Directive:
Rewrite the records below, replacing "Labeling instructions" with "Annotation guidelines" and keeping everything else unchanged. Omit the pictures.

Source material:

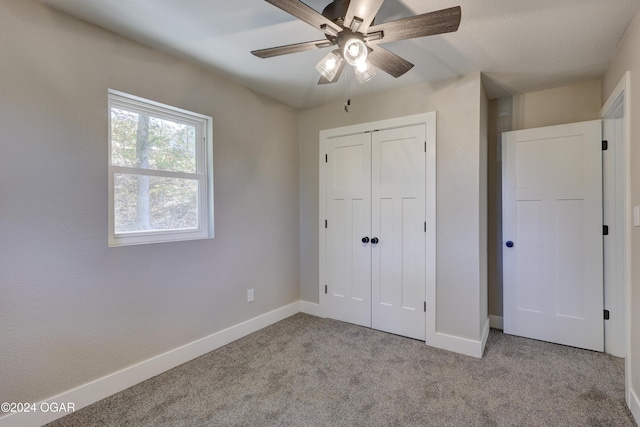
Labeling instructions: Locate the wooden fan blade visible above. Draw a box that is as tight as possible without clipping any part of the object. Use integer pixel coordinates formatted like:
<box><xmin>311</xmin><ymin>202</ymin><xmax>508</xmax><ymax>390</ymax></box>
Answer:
<box><xmin>251</xmin><ymin>40</ymin><xmax>331</xmax><ymax>58</ymax></box>
<box><xmin>265</xmin><ymin>0</ymin><xmax>342</xmax><ymax>32</ymax></box>
<box><xmin>367</xmin><ymin>46</ymin><xmax>413</xmax><ymax>78</ymax></box>
<box><xmin>344</xmin><ymin>0</ymin><xmax>384</xmax><ymax>34</ymax></box>
<box><xmin>368</xmin><ymin>6</ymin><xmax>462</xmax><ymax>44</ymax></box>
<box><xmin>318</xmin><ymin>61</ymin><xmax>346</xmax><ymax>85</ymax></box>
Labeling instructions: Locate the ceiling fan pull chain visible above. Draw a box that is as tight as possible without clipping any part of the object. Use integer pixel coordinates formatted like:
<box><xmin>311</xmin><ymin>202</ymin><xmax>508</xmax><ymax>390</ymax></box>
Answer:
<box><xmin>344</xmin><ymin>66</ymin><xmax>351</xmax><ymax>113</ymax></box>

Answer in full:
Annotation guidelines: Locate the wooden fan blade visible above. Draw a box that is as tight as possible without clipping any part of the object. Use integer pixel coordinates formatted like:
<box><xmin>311</xmin><ymin>202</ymin><xmax>508</xmax><ymax>390</ymax></box>
Answer:
<box><xmin>251</xmin><ymin>40</ymin><xmax>331</xmax><ymax>58</ymax></box>
<box><xmin>265</xmin><ymin>0</ymin><xmax>342</xmax><ymax>32</ymax></box>
<box><xmin>367</xmin><ymin>46</ymin><xmax>413</xmax><ymax>78</ymax></box>
<box><xmin>344</xmin><ymin>0</ymin><xmax>384</xmax><ymax>34</ymax></box>
<box><xmin>368</xmin><ymin>6</ymin><xmax>462</xmax><ymax>44</ymax></box>
<box><xmin>318</xmin><ymin>61</ymin><xmax>346</xmax><ymax>85</ymax></box>
Annotation guidelines: Locate the ceiling fan pull chain visible above. Draw a box that is as tight as possible without clipping any part of the object. Use integer pixel coordinates formatted like:
<box><xmin>311</xmin><ymin>202</ymin><xmax>508</xmax><ymax>390</ymax></box>
Answer:
<box><xmin>344</xmin><ymin>66</ymin><xmax>351</xmax><ymax>113</ymax></box>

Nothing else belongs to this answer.